— START Data for this exercise —

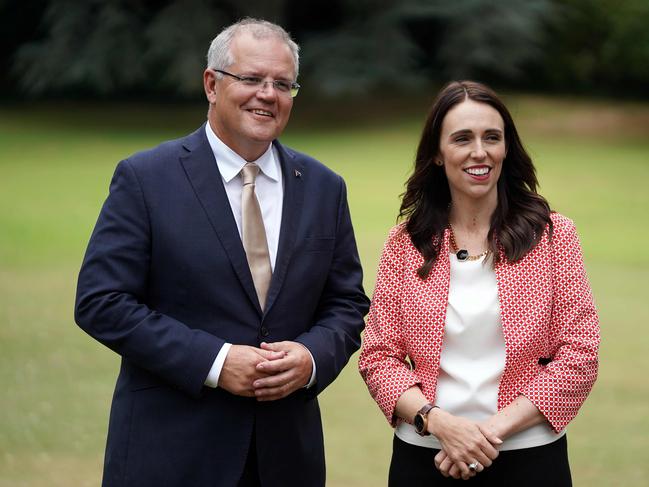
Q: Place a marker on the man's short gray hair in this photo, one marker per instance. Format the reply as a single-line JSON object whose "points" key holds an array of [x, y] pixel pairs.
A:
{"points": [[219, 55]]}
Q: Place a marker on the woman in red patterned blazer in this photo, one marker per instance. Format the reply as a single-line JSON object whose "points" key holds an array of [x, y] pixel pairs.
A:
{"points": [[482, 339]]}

— END Data for this exercise —

▶ _Given instruction_:
Write out the material above in full, swapping every "marker" for "dot" and leaving everything else unchanged. Omit the pictures.

▶ _Result below_:
Q: Place a dot on the man's short gray hair in this photo, one dot per instance. Format the reply as a single-line JSON object whose "points" key holds an array of [x, y] pixel pairs.
A:
{"points": [[219, 55]]}
Q: Place a dot on the woman in red patterned blazer in this photo, one dot per instance. Format the reply as a single-line JSON object whose "points" key holds an array of [x, y] pixel pairs.
A:
{"points": [[482, 339]]}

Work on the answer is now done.